→ **TEXT**

Der Umgang mit illegalen Einwanderern aus Mexiko ist eines der großen Reizthemen in diesem US-Wahlkampf. Ines Pohl hat sich in Texas bei Flüchtlingen wie Grenzschützern umgehört.

Greifvögel zirkeln über die Felder. Elegant und kraftvoll. Jederzeit bereit zur tödlichen Attacke. McAllen ist ein Paradies für Ornithologen. Besonders jetzt im Frühjahr. An heißen Sommertagen steigen die Temperaturen auf über 40 Grad im Schatten. “Dann ist niemand draußen, der es irgendwie vermeiden kann”, sagt Jose Cruz. Er ist hier geboren, kennt fast jede Wendung des Rio Grande, der natürlichen Grenze zwischen Texas und Mexiko. Dem Fluß, der nicht nur Staaten, sondern Welten trennt.

Illegale Einwanderung ist eines der Top-Themen dieses Wahlkampfes. 3144 Kilometer lang ist die Grenze zwischen Mexiko und den Vereinigten Staaten. Die Mauer, die Donald Trump errichten will, um illegale Einwanderung zu stoppen, fehlt in keiner politischen Debatte in diesem Wahljahr.

→ **AUFGABE**
Wie lang ist laut dem Text die Grenze zwischen Mexiko und den Vereinigten Staaten?

→ **MITGELIEFERTES MATERIAL**
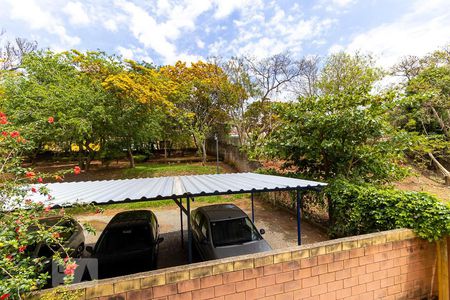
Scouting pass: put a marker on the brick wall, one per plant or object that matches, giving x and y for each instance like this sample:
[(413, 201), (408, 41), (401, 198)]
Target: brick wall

→ **LÖSUNG**
3144 Kilometer